(What the task asks)
Reproduce every line of the listing with "thickest part" changed to "widest part" wherever it occurs, keeping all other text unchanged. Omit the pictures from your answer.

___ Data to process ___

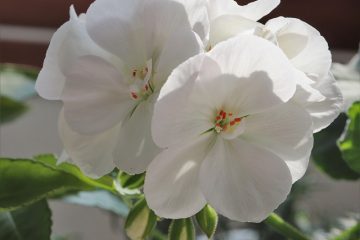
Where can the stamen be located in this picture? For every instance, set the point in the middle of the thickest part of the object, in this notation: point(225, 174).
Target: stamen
point(224, 121)
point(134, 95)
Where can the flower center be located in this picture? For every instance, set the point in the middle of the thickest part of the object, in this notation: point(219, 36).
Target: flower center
point(140, 86)
point(225, 121)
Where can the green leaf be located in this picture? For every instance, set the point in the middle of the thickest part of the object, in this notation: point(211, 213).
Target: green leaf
point(105, 182)
point(182, 229)
point(326, 154)
point(131, 181)
point(207, 219)
point(140, 221)
point(10, 109)
point(350, 142)
point(100, 199)
point(29, 223)
point(24, 181)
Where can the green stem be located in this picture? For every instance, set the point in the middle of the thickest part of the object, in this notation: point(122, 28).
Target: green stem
point(348, 234)
point(284, 228)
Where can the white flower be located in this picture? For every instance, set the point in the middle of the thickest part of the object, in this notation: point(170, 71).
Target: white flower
point(348, 80)
point(308, 51)
point(227, 18)
point(232, 137)
point(107, 67)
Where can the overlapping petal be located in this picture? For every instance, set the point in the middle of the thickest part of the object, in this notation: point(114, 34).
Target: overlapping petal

___

(Task solution)
Where can the stamen be located in this picture? For every instance, set the point in the middle of the widest part of the object, in this notation: point(225, 174).
Target: stamen
point(224, 121)
point(134, 95)
Where can the flower center be located in this picture? For every instance, set the point in the middle of the widest part of the object, in this notation: point(219, 36).
Target: flower center
point(140, 86)
point(225, 121)
Where can the green leaf be located in this picture? For every instance, set the point in the middle of the widest part of the object, in this notation: point(211, 213).
Target: green leaf
point(105, 182)
point(182, 229)
point(326, 154)
point(131, 181)
point(207, 219)
point(140, 221)
point(10, 109)
point(350, 142)
point(100, 199)
point(29, 223)
point(24, 181)
Where can the green stem be located in this picture? For every instance, set the point in the middle of the widest part of the object, in this notation: point(122, 28).
Target: green stem
point(348, 234)
point(284, 228)
Where can the white flower be located in this picture? For every instance, set the point in the middle of the widest part of the object, in this notation: point(170, 71).
Target: white flower
point(348, 80)
point(308, 51)
point(227, 18)
point(232, 137)
point(107, 67)
Where can the overlapping petal be located in this picture? For every instance, set the point in the middle of the widest part of the object, in this notation: point(114, 34).
Target: overlapping petal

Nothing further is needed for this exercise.